Exercise: Render the lines below as a Markdown table with the columns No. and Line, numbering each row and leaving out blank lines. Omit the pictures from the table.

(Items from a data source)
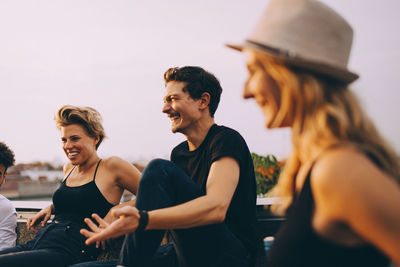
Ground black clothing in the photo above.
[171,124,257,262]
[53,160,113,223]
[0,161,113,267]
[268,163,389,267]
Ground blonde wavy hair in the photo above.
[255,53,400,213]
[54,105,106,149]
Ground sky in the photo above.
[0,0,400,164]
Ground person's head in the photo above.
[0,142,15,187]
[55,105,106,164]
[228,0,399,211]
[164,66,222,117]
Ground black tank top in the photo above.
[268,154,389,267]
[53,160,113,223]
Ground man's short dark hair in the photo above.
[0,142,15,170]
[164,66,222,117]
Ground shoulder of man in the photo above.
[0,194,15,217]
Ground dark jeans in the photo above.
[120,159,248,267]
[74,159,249,267]
[0,221,96,267]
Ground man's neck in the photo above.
[185,117,215,151]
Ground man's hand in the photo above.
[80,206,140,245]
[26,205,53,233]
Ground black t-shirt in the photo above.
[171,124,256,255]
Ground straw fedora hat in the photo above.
[227,0,358,83]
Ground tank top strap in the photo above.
[292,142,349,196]
[63,166,76,183]
[93,159,101,181]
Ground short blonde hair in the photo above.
[254,52,400,215]
[54,105,106,149]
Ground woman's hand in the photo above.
[26,204,53,233]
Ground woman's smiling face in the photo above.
[60,124,99,165]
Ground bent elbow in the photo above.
[213,206,227,223]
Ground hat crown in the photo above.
[247,0,353,69]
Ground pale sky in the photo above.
[0,0,400,164]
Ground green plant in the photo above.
[251,153,283,197]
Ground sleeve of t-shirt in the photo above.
[211,130,249,166]
[0,199,17,250]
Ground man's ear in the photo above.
[200,92,211,109]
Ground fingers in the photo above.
[81,228,113,245]
[92,213,108,228]
[79,229,94,238]
[84,218,100,233]
[41,213,50,227]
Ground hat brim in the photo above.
[226,41,359,84]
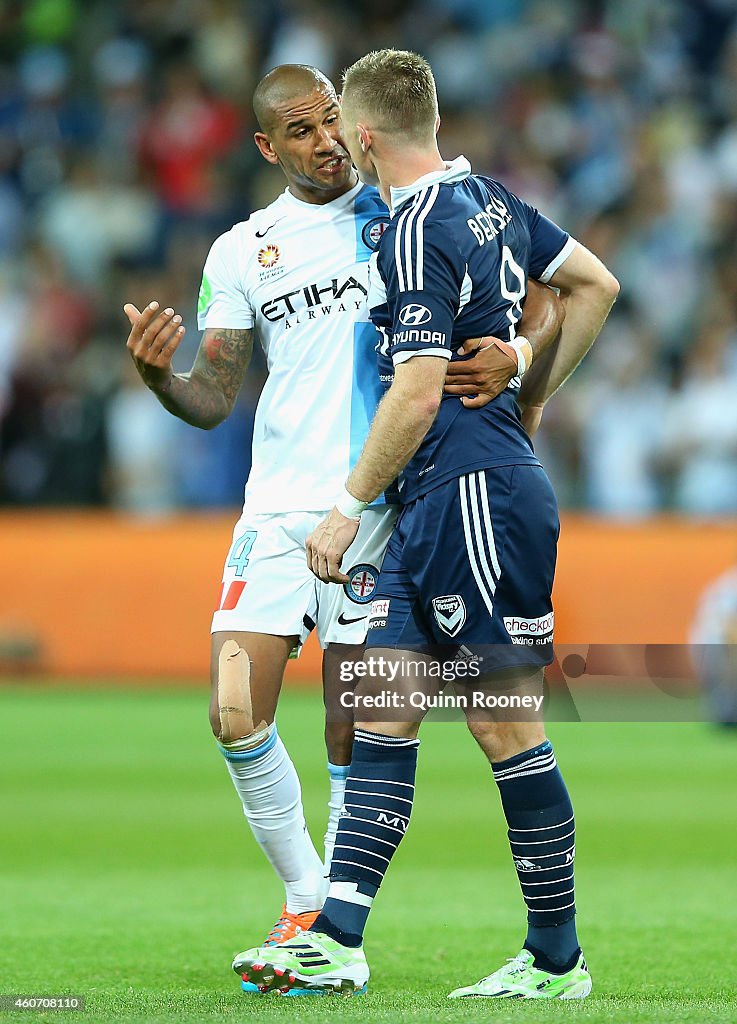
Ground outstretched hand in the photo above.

Output:
| No. | Line |
|---|---|
| 1 | Ground black clothing in the photo above. |
| 2 | [171,124,257,262] |
| 3 | [53,160,113,223] |
| 4 | [0,161,113,267] |
| 5 | [268,163,389,267] |
| 6 | Ground blonde wavy hair in the photo above. |
| 7 | [255,53,400,213] |
| 8 | [54,105,106,149] |
| 9 | Ground sky in the photo above. |
| 10 | [0,0,400,164] |
| 11 | Ground person's head in the photo above. |
| 12 | [0,142,15,187] |
| 13 | [55,105,106,164] |
| 14 | [228,0,399,211] |
| 15 | [164,66,222,117] |
| 16 | Ground black tank top in the photo above. |
| 17 | [268,154,389,267] |
| 18 | [53,160,113,223] |
| 19 | Ground man's short dark hair in the photo above. |
| 20 | [0,142,15,170] |
| 21 | [164,66,222,117] |
| 22 | Ground shoulder of man in the photo above. |
| 23 | [0,194,15,217] |
| 24 | Ground dark jeans in the photo above. |
| 25 | [120,159,248,267] |
| 26 | [74,159,249,267] |
| 27 | [0,221,96,267] |
| 28 | Ground man's neck in the photo above. |
| 29 | [185,117,215,151] |
| 30 | Ground man's hand in the photo above. |
| 31 | [80,206,140,245] |
| 32 | [26,205,53,233] |
| 33 | Ground black t-shirt in the photo above. |
| 34 | [171,124,256,255] |
| 35 | Ground straw fedora hat in the photo above. |
| 36 | [227,0,358,83] |
| 37 | Ground tank top strap in the photo above. |
| 38 | [292,142,349,196] |
| 39 | [63,166,76,183] |
| 40 | [93,159,101,181] |
| 41 | Ground short blonde hair in the photo above. |
| 42 | [254,52,400,215] |
| 43 | [54,105,106,149] |
| 44 | Ground woman's hand in the photo above. |
| 45 | [26,204,53,233] |
| 46 | Ground woman's smiling face in the photo above. |
| 47 | [60,124,99,165] |
| 48 | Ground bent elbow in the photo above. |
| 49 | [213,206,227,223] |
| 50 | Ground hat crown in the photo above. |
| 51 | [247,0,353,69] |
| 52 | Ground pale sky in the photo above. |
| 53 | [0,0,400,164] |
| 54 | Ground green plant in the photo above. |
| 55 | [251,153,283,197] |
| 56 | Ground sleeve of t-shirt in the photo above. |
| 57 | [211,130,249,166] |
| 58 | [0,199,17,250] |
| 59 | Ground man's ear in the photo above. |
| 60 | [200,92,211,109] |
| 61 | Ground fingers in the photo above. |
| 62 | [81,228,113,245] |
| 63 | [92,213,108,228] |
| 64 | [79,229,94,238] |
| 65 | [84,218,100,233] |
| 66 | [41,213,50,227] |
| 67 | Ground hat brim in the photo above. |
| 68 | [226,41,359,84] |
| 69 | Ground outstretched hand in the photo above. |